Material for the task:
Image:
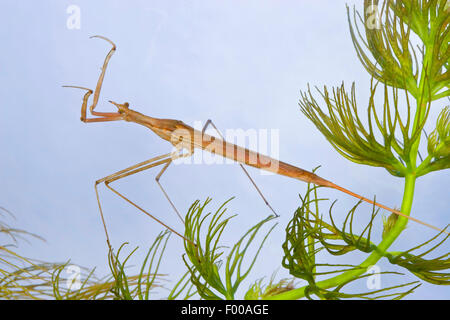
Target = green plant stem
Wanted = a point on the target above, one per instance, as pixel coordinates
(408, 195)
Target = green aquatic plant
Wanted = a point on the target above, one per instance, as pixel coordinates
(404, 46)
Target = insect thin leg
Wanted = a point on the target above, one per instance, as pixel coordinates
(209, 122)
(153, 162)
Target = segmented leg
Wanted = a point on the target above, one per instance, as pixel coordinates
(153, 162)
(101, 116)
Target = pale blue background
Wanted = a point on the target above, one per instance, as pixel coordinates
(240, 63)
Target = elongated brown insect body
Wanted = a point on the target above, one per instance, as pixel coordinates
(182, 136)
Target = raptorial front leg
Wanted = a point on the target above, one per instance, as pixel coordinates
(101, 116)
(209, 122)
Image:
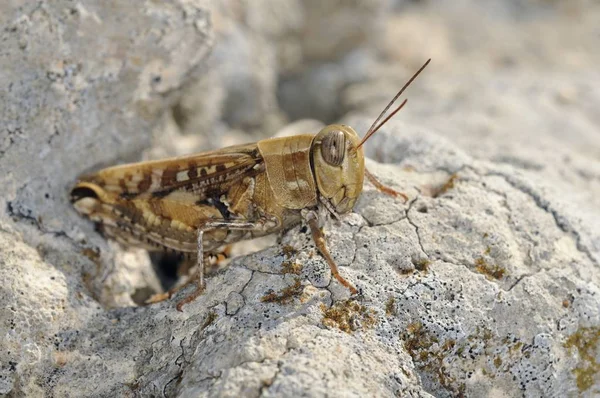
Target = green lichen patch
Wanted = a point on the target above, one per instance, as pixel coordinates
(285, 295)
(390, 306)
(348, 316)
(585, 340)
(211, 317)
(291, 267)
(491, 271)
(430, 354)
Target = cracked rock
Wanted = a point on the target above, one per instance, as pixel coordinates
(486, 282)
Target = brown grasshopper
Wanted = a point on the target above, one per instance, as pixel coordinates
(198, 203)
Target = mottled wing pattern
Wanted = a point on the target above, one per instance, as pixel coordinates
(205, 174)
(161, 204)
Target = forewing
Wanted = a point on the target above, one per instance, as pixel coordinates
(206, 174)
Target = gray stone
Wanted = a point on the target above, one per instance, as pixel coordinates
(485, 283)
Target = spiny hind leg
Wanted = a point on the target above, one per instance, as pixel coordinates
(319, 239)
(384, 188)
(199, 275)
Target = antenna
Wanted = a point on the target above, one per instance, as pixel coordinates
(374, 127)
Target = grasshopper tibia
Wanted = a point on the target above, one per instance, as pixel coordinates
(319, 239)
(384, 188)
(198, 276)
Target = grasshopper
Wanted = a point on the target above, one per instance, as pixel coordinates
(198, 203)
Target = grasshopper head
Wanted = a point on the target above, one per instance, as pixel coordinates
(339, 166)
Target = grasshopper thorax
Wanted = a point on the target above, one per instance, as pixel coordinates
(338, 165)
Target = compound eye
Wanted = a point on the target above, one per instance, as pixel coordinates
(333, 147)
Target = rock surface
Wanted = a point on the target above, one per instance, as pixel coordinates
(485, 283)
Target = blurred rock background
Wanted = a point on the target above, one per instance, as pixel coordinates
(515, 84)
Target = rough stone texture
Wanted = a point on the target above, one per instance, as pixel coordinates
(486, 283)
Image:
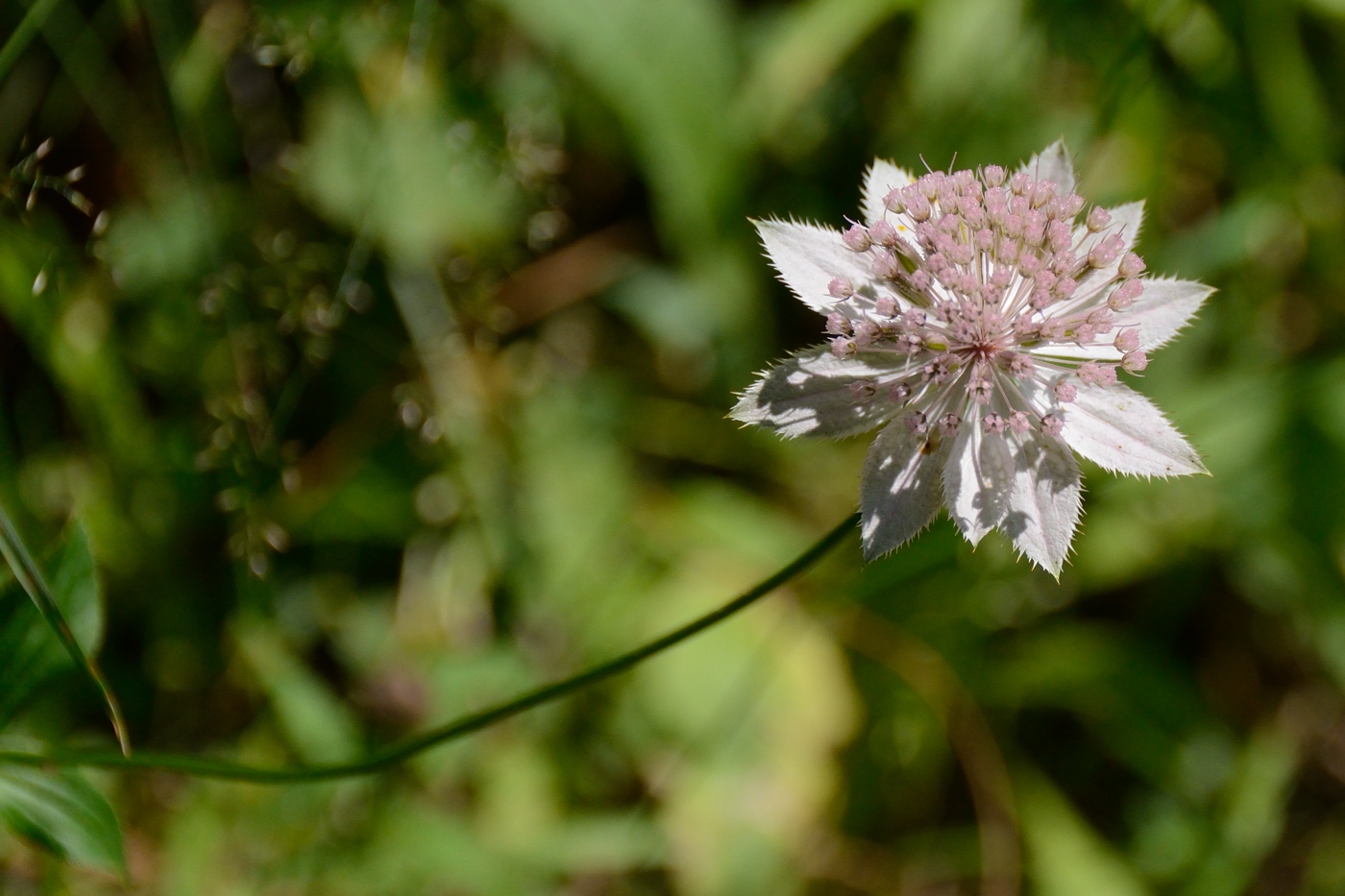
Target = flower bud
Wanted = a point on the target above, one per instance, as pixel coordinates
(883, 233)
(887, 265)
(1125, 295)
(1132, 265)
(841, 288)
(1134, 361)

---

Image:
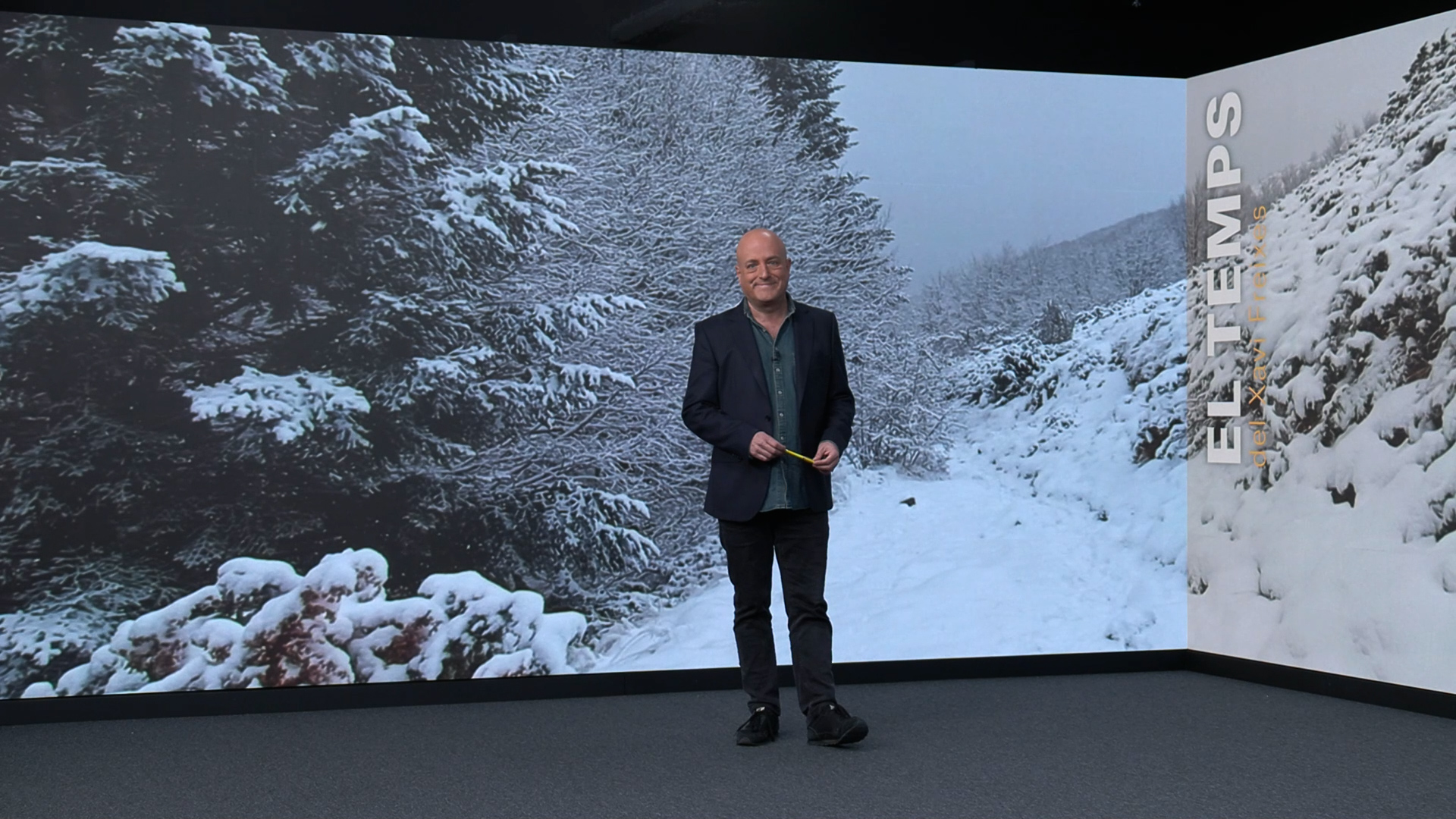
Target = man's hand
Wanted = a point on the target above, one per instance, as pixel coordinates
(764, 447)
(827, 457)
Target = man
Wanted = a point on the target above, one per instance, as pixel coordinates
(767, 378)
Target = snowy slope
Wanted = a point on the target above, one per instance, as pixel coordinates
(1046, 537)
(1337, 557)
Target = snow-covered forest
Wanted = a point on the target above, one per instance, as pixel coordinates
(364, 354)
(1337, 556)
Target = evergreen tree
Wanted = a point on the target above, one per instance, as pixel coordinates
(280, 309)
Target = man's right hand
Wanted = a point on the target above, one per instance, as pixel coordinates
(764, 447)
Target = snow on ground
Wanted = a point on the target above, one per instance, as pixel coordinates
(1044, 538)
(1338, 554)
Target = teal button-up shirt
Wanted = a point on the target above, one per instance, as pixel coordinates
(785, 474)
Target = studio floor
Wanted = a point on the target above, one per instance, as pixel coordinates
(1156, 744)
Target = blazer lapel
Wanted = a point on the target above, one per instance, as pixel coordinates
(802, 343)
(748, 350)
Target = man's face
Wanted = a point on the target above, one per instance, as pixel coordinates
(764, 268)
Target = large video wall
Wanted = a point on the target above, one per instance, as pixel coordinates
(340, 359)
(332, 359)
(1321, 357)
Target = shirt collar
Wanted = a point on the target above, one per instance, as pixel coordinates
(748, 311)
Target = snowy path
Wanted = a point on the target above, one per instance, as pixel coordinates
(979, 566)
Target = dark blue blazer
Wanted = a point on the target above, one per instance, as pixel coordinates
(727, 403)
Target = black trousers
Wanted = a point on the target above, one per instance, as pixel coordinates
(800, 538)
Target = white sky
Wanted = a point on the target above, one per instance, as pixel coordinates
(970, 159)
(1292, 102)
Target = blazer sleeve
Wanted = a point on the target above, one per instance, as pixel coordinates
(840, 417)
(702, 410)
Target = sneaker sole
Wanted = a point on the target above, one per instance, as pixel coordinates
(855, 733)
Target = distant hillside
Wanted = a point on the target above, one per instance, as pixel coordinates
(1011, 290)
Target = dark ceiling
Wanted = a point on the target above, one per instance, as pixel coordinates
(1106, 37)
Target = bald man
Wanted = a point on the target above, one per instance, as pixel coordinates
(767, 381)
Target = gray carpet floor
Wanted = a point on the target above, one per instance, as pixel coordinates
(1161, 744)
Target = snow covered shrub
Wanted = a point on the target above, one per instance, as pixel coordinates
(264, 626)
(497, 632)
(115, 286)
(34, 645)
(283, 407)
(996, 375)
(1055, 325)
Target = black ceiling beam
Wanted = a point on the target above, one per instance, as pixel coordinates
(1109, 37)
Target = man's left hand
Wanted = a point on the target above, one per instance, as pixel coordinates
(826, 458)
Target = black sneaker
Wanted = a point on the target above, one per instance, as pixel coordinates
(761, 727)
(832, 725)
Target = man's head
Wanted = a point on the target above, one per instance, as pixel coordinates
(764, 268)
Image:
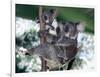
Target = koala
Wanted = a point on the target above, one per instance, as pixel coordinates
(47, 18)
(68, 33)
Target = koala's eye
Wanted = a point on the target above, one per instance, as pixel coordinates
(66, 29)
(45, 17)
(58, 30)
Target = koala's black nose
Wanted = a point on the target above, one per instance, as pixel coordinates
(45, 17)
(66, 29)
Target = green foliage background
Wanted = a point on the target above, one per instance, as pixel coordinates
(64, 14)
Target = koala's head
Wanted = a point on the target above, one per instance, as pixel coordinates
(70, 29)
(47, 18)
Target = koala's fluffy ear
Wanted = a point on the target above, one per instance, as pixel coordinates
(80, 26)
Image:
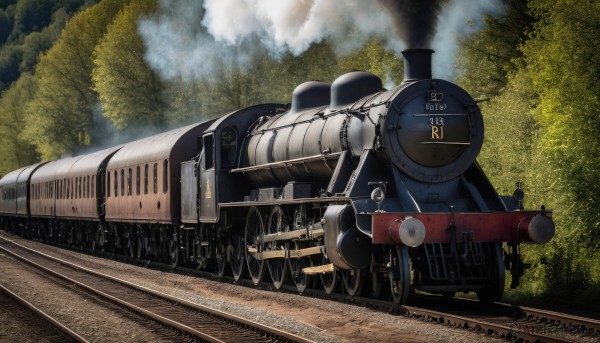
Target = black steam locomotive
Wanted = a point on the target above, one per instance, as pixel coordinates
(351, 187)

Exercise task: Write out everything from the line containing "Target = black trousers" down to the line containing "(1011, 290)", both ends included, with nothing else.

Output of the exercise:
Target = black trousers
Wanted = a point on the target above, one per instance, as pixel coordinates
(800, 538)
Target = white sky
Wanted = a point on the target above, one per instance, as pixel coordinates
(970, 159)
(1292, 102)
Target = blazer sleeve
Wanted = a point on the target above, one per instance, as pixel coordinates
(840, 417)
(702, 410)
Target = sneaker sole
Wanted = a point on the target above, one per instance, as pixel coordinates
(855, 733)
Target = distant hillside
Wanted = a point on the target above, one per instance, as pixel coordinates
(1011, 290)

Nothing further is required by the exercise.